▶ **Document passage**
+++
# Oh Hi There...



## Me530 (Feb 17, 2005)

It's been a while...time for ED#3 in May. Dragging along 22 month old twins, should be epic....Hi to my old friends here, I hope all is well- been too busy to post for ages and ages. :angel:


----------



## SJAPoc (Apr 14, 2007)

Good for you... You courageous Daddy you :thumbup:


----------



## DXK (Jun 1, 2007)

Good luck with that! We are taking only one and I know it's going to be a challenge. 
You would need 2 car seats and maybe 2 Ipods so you might want get dealer provided braces to attach them to front seats. I think, you'd have to limit your driving to just a few hours with breaks in between, unless your kids are different. And of course, unless you're taking a dedicated sitter like we do, forget about going out at night.


----------



## arktctr (Aug 8, 2006)

SJAPoc said:


> Good for you... You courageous Daddy you :thumbup:


I was wondering how many other people take young children...we are going in May with my son who will be 13 months at that time...fortunately he loves being in the car so we are looking forward to showing him the world (even if he doesn't remember it)...


----------



## beware_phog (Mar 7, 2003)

Me530 said:


> It's been a while...time for ED#3 in May. Dragging along 22 month old twins, should be epic....Hi to my old friends here, I hope all is well- been too busy to post for ages and ages. :angel:


Ballsy


----------



## SmallTownBoy (Dec 18, 2013)

beware_phog said:


> Ballsy


Literally.


----------



## Vanos4:12PM (Apr 20, 2007)

Let us know how it turns out - and I'm not trying to be funny. 

I have 18 month twin boys so curious! :thumbup:


----------



## FastMarkA (Apr 21, 2008)

Perhaps the Welt should consider offering free, 14 day babysitting service? :rofl:


----------



## Me530 (Feb 17, 2005)

Some preliminary details...

-We're flying Lufthansa as they seem to be relatively family friendly and they fly non-stop from Chicago. I considered flying them over as lap infants but I'm not sure I'd make it through the flight alive if I did that.
-I'm considering bringing a suitcase filled with nothing but food pouches. They go crazy when they're hungry.
-Tablets loaded with "Mickey Mouse Clubhouse" and "Signing Time" are an integral part of my survival plan.
-I have family in Germany and they'll be helping me with logistics, loaner car seats [although I am still considering bringing our huge and heavy Recaro's along], strollers, sleeping arrangements, and extra storage.
-I'm planning on purchasing essentials (diapers, food, etc.) in Germany.
-My twins don't understand why they aren't allowed to physically drive cars/sit in the front, so strapping them into their car seat is always a challenge followed by a brief meltdown. I suspect they'll go crazy at BMW Welt.
-When the twins were born I gave up sleep and all hope of having a life, so although I'll have baby sitters available, I'm pretty sure I won't have the energy to go out and have much fun.
+++
▶ **Record extracts**
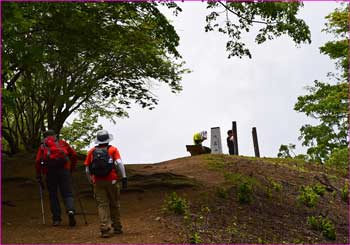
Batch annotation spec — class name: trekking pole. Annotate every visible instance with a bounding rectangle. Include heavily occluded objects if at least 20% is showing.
[72,175,87,225]
[39,183,45,225]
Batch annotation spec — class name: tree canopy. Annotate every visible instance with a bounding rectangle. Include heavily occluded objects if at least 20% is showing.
[294,5,349,166]
[2,2,187,151]
[205,1,311,58]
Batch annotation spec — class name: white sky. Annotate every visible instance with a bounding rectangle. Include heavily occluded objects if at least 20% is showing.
[89,2,340,164]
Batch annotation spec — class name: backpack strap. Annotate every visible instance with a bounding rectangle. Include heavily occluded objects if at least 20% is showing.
[55,141,69,162]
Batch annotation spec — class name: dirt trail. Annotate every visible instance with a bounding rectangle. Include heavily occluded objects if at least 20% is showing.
[2,155,349,244]
[2,156,208,244]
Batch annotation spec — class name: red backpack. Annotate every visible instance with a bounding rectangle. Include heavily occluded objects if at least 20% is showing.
[42,136,69,168]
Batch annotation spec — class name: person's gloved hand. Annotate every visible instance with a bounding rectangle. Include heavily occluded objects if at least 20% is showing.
[36,175,45,190]
[122,177,128,189]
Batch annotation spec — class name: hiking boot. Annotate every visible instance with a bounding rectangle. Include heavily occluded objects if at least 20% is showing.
[101,230,111,238]
[52,220,61,226]
[68,211,77,226]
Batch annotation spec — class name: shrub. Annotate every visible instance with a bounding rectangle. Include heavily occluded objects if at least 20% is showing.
[307,216,336,240]
[238,182,253,204]
[190,232,203,244]
[297,186,320,208]
[163,192,188,214]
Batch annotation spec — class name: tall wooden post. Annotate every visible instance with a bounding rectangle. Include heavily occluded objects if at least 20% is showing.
[252,127,260,157]
[232,121,238,155]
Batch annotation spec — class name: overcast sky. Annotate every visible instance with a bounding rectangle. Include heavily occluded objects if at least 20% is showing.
[91,2,340,164]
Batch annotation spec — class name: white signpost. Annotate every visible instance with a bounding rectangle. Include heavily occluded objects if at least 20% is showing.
[210,127,222,154]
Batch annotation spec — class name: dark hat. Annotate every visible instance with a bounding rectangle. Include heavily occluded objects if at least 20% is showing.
[44,129,56,138]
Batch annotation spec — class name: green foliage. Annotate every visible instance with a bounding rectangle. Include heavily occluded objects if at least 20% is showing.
[311,184,326,196]
[163,192,188,215]
[294,4,349,166]
[190,232,203,244]
[294,81,348,162]
[258,237,267,244]
[2,2,188,152]
[320,5,349,79]
[237,182,253,204]
[340,182,349,203]
[297,186,320,208]
[307,216,336,240]
[277,144,295,158]
[205,1,311,58]
[325,147,349,168]
[61,110,102,153]
[271,180,282,192]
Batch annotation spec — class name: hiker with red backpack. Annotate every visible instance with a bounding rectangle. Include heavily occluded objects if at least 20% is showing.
[84,130,128,238]
[35,130,78,226]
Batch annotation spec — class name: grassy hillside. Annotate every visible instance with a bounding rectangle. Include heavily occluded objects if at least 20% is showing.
[2,155,348,244]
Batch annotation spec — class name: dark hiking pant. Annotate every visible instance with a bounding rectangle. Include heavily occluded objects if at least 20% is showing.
[94,181,122,232]
[46,168,75,221]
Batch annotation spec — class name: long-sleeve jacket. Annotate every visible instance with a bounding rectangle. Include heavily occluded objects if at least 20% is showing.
[35,140,78,174]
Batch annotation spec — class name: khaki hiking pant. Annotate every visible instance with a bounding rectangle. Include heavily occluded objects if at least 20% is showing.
[94,181,122,232]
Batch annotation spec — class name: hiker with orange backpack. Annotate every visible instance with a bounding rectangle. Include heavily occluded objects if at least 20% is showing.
[84,130,128,238]
[35,130,78,226]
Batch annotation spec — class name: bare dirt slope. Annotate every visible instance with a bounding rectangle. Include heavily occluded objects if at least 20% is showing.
[2,155,348,244]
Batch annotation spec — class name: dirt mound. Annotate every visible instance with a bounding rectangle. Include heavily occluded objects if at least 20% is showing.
[2,155,348,244]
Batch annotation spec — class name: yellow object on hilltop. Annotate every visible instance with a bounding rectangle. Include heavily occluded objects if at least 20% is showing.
[193,131,207,145]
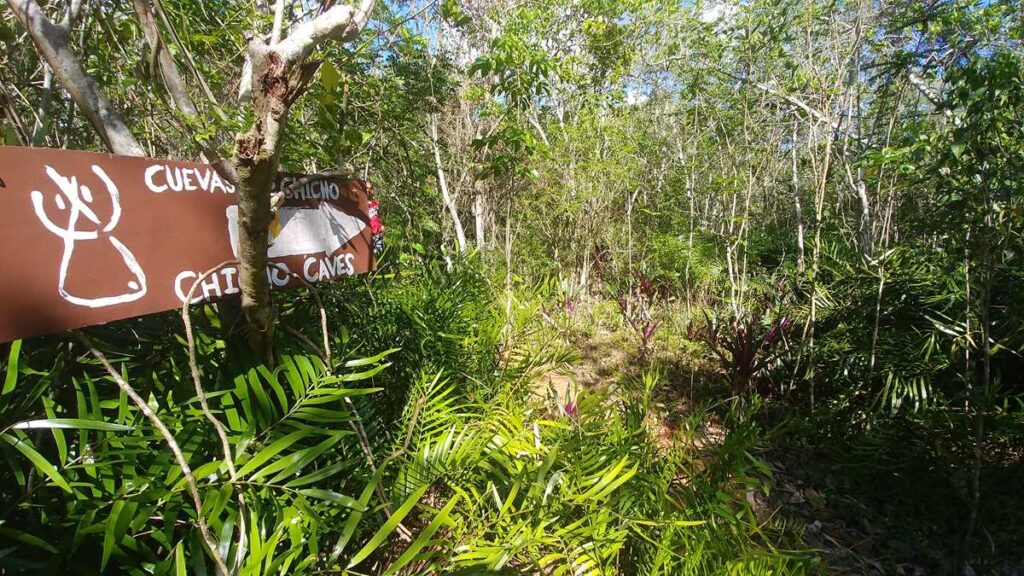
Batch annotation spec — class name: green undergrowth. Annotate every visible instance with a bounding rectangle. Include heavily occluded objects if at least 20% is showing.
[0,262,819,575]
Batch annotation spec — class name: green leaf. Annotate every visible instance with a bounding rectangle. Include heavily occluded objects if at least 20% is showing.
[239,429,313,478]
[0,434,72,493]
[345,348,401,368]
[384,494,459,576]
[331,470,380,564]
[299,488,367,512]
[321,60,341,92]
[174,542,188,576]
[348,484,430,568]
[0,340,22,396]
[11,418,134,431]
[99,500,125,572]
[0,527,57,554]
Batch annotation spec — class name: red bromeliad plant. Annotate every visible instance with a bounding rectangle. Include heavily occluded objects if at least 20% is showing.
[618,272,660,361]
[694,295,794,396]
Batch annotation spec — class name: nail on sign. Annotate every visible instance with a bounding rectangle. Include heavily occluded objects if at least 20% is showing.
[0,147,373,341]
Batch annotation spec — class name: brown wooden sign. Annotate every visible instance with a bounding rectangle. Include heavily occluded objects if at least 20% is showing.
[0,147,373,341]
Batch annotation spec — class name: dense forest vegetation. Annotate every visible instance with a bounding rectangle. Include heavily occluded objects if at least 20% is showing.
[0,0,1024,576]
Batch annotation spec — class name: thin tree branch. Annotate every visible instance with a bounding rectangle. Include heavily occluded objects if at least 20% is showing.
[74,330,228,576]
[7,0,145,156]
[273,0,377,63]
[132,0,199,120]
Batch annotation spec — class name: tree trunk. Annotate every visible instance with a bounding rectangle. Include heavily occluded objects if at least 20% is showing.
[430,115,466,254]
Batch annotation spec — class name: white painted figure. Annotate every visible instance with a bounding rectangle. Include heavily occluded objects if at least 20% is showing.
[32,166,147,307]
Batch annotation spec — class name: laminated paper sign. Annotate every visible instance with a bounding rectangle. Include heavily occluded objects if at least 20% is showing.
[0,147,373,341]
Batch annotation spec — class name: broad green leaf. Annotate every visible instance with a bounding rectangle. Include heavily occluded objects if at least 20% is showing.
[11,418,134,431]
[299,488,367,511]
[0,434,72,493]
[238,429,313,478]
[384,494,460,576]
[345,348,401,368]
[0,340,22,396]
[331,470,380,564]
[348,484,430,568]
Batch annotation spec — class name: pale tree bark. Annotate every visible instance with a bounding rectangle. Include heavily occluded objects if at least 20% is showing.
[7,0,145,156]
[231,0,376,357]
[7,0,376,358]
[132,0,199,118]
[430,115,466,254]
[473,180,487,252]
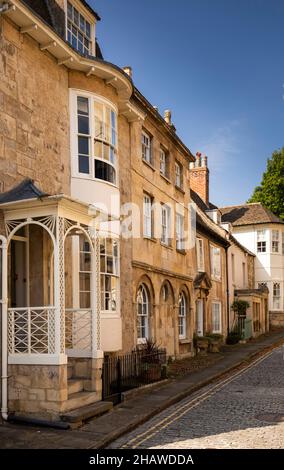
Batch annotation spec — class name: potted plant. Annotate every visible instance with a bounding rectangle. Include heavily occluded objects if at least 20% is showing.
[206,333,224,353]
[194,336,209,356]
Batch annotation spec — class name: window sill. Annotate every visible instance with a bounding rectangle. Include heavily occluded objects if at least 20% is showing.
[179,338,192,344]
[142,158,156,171]
[176,248,186,255]
[143,235,157,243]
[160,173,172,184]
[161,242,173,250]
[175,184,185,194]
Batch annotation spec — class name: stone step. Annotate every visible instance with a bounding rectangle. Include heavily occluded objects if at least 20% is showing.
[62,392,98,413]
[67,379,84,397]
[60,401,113,424]
[67,364,73,380]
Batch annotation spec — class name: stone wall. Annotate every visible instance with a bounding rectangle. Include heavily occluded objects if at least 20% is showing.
[0,17,70,227]
[8,365,68,419]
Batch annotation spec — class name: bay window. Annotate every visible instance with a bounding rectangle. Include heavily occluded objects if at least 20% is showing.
[73,92,117,184]
[67,2,94,55]
[100,238,119,312]
[210,245,221,280]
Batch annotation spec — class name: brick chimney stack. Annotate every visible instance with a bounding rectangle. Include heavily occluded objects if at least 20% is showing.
[189,152,209,206]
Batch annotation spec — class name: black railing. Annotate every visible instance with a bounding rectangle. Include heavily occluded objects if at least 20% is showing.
[102,349,167,403]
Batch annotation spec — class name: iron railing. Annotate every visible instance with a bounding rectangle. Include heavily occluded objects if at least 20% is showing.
[102,349,167,403]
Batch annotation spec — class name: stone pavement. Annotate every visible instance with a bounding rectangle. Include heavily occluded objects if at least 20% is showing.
[0,330,284,449]
[108,347,284,449]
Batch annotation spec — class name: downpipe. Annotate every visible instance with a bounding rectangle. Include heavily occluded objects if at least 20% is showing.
[0,235,8,421]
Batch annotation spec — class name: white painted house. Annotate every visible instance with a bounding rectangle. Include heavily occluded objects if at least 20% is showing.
[220,203,284,326]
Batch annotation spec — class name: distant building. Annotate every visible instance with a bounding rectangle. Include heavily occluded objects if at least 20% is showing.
[220,203,284,326]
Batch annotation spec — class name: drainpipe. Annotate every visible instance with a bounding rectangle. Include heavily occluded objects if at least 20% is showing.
[225,246,230,336]
[0,235,8,421]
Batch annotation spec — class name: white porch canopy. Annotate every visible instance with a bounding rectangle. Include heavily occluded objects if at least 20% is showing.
[0,180,102,364]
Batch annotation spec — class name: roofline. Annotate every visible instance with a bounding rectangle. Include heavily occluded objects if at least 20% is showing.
[133,86,195,162]
[80,0,101,21]
[229,220,284,227]
[229,233,256,257]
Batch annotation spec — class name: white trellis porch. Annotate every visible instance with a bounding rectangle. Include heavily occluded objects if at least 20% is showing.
[0,189,102,365]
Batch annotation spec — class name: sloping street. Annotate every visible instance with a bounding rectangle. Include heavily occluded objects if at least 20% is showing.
[109,347,284,449]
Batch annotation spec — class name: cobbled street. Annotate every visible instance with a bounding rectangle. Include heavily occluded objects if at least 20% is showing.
[108,347,284,449]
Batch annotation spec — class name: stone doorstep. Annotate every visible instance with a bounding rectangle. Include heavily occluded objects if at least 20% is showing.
[62,392,99,413]
[60,401,113,425]
[67,378,84,398]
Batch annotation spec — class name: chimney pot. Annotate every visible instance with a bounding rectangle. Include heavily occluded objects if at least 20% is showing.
[123,65,132,78]
[164,109,172,125]
[195,152,201,168]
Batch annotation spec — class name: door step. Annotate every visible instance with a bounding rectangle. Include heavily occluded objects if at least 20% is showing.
[60,401,113,427]
[67,379,84,397]
[62,392,99,413]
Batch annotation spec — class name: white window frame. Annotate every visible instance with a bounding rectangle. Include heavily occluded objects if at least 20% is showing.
[210,245,222,281]
[70,89,119,187]
[271,230,280,253]
[141,130,152,164]
[137,284,150,344]
[176,212,184,250]
[211,301,222,334]
[100,236,120,314]
[272,282,281,310]
[175,161,182,189]
[65,0,96,56]
[196,238,205,273]
[161,204,171,246]
[178,292,187,339]
[160,147,167,176]
[256,229,267,253]
[143,194,153,238]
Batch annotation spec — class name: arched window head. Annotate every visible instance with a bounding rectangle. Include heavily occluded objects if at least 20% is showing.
[178,292,187,339]
[136,284,150,343]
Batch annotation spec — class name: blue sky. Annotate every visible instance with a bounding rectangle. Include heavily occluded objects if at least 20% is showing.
[89,0,284,205]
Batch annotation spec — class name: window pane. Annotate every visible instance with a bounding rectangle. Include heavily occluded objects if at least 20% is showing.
[80,273,91,291]
[80,253,91,271]
[80,292,91,308]
[79,155,89,174]
[94,141,103,158]
[86,21,91,38]
[80,15,85,32]
[77,96,89,116]
[78,137,89,155]
[74,8,79,26]
[95,160,115,184]
[78,116,89,134]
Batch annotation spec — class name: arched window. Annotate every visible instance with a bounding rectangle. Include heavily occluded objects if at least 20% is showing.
[137,284,150,343]
[178,292,186,339]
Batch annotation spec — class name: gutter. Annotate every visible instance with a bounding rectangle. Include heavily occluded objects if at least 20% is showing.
[0,235,8,421]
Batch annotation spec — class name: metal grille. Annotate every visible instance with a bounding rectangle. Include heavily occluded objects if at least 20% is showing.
[8,307,55,354]
[65,309,92,356]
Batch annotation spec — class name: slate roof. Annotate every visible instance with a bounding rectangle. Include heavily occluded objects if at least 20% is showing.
[190,189,218,212]
[219,202,284,227]
[0,178,48,204]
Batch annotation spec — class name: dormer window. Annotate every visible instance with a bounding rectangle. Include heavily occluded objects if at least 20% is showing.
[67,2,95,55]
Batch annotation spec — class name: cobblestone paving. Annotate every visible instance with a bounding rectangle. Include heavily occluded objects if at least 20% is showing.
[109,347,284,449]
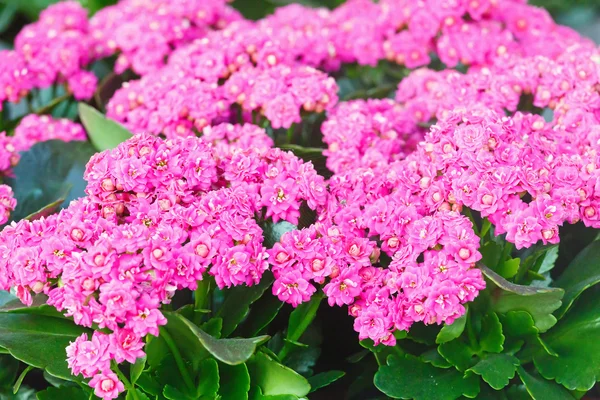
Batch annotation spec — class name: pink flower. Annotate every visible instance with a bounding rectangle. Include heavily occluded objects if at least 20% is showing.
[273,271,316,307]
[90,372,125,400]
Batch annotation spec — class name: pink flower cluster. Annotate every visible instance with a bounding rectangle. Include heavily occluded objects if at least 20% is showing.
[224,65,338,129]
[12,114,87,151]
[90,0,241,75]
[0,185,17,225]
[271,155,485,345]
[107,68,229,138]
[321,99,425,173]
[107,61,337,137]
[0,114,87,176]
[0,125,327,399]
[0,1,97,108]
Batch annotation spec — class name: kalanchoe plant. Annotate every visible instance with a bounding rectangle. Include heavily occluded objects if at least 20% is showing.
[0,0,600,400]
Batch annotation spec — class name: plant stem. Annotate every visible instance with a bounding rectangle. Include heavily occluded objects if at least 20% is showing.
[463,207,479,236]
[467,314,479,353]
[277,291,325,361]
[194,277,212,325]
[160,327,196,390]
[287,124,296,144]
[112,361,139,400]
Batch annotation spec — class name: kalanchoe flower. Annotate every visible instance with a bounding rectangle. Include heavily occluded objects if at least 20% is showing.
[0,185,17,225]
[0,125,327,398]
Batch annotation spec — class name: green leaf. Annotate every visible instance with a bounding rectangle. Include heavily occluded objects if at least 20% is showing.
[496,258,521,279]
[0,354,20,389]
[469,354,519,390]
[79,103,133,151]
[552,241,600,318]
[37,386,89,400]
[247,352,310,397]
[125,389,150,400]
[219,364,250,400]
[479,312,505,353]
[155,353,195,400]
[438,339,474,372]
[165,313,269,365]
[0,4,17,33]
[236,294,283,336]
[278,291,325,360]
[419,348,452,368]
[435,307,469,344]
[199,317,223,339]
[308,371,346,393]
[163,312,212,371]
[196,358,219,399]
[249,385,299,400]
[0,313,88,381]
[216,274,273,337]
[13,365,33,394]
[162,384,194,400]
[479,265,564,332]
[517,367,575,400]
[7,140,95,221]
[286,292,324,341]
[136,372,161,396]
[537,245,558,274]
[262,220,297,249]
[533,289,600,390]
[144,336,170,369]
[502,311,539,337]
[129,356,146,385]
[374,354,479,400]
[284,345,321,377]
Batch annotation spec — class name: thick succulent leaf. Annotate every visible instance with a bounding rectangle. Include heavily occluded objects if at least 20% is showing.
[374,355,479,400]
[79,103,133,151]
[517,367,575,400]
[469,354,519,390]
[533,289,600,390]
[479,265,564,332]
[167,313,269,365]
[435,307,469,344]
[8,140,95,221]
[247,352,310,397]
[0,313,88,381]
[552,241,600,318]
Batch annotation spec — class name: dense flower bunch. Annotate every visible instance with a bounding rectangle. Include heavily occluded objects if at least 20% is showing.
[272,153,485,345]
[107,61,337,137]
[107,69,229,137]
[0,114,87,176]
[0,125,327,399]
[321,99,425,173]
[12,114,87,151]
[90,0,241,75]
[0,185,17,225]
[0,1,97,108]
[224,65,338,129]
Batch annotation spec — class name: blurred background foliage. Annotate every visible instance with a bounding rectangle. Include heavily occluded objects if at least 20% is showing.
[0,0,600,44]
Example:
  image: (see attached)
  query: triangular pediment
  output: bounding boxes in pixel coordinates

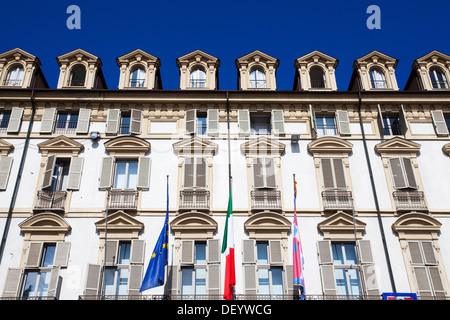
[241,136,286,155]
[173,137,218,155]
[38,136,84,155]
[375,137,420,154]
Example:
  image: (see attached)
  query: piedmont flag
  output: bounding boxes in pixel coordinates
[293,179,305,300]
[139,181,169,292]
[222,188,236,300]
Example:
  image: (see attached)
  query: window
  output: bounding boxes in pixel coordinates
[369,69,386,89]
[250,68,266,88]
[430,68,447,89]
[5,65,24,87]
[130,67,145,88]
[191,68,206,88]
[69,65,86,87]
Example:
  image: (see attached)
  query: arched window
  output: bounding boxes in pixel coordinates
[370,69,386,89]
[5,65,24,86]
[430,68,447,89]
[191,68,206,88]
[309,67,326,88]
[130,66,145,88]
[250,68,266,88]
[69,65,86,87]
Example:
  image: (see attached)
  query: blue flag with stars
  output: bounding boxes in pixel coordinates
[139,181,169,292]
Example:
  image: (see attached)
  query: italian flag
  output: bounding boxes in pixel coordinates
[222,188,236,300]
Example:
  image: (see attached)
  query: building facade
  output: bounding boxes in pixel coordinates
[0,49,450,300]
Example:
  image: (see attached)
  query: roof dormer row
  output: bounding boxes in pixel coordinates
[0,48,450,91]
+++
▶ **What is asked**
**a.** According to the forum thread, which airline does Me530 plan to fly?
**b.** List every username that posts in the forum thread, giving each one only once.
**c.** Rewrite the stretch of the forum thread from "Some preliminary details..." through "my survival plan.", replacing "food pouches" with "snack packs".
Answer from the forum thread alone, not from the items.

▶ **Responses to the exercise**
**a.** Lufthansa.

**b.** Me530, SJAPoc, DXK, arktctr, beware_phog, SmallTownBoy, Vanos4:12PM, FastMarkA

**c.**
Some preliminary details...

-We're flying Lufthansa as they seem to be relatively family friendly and they fly non-stop from Chicago. I considered flying them over as lap infants but I'm not sure I'd make it through the flight alive if I did that.
-I'm considering bringing a suitcase filled with nothing but snack packs. They go crazy when they're hungry.
-Tablets loaded with "Mickey Mouse Clubhouse" and "Signing Time" are an integral part of my survival plan.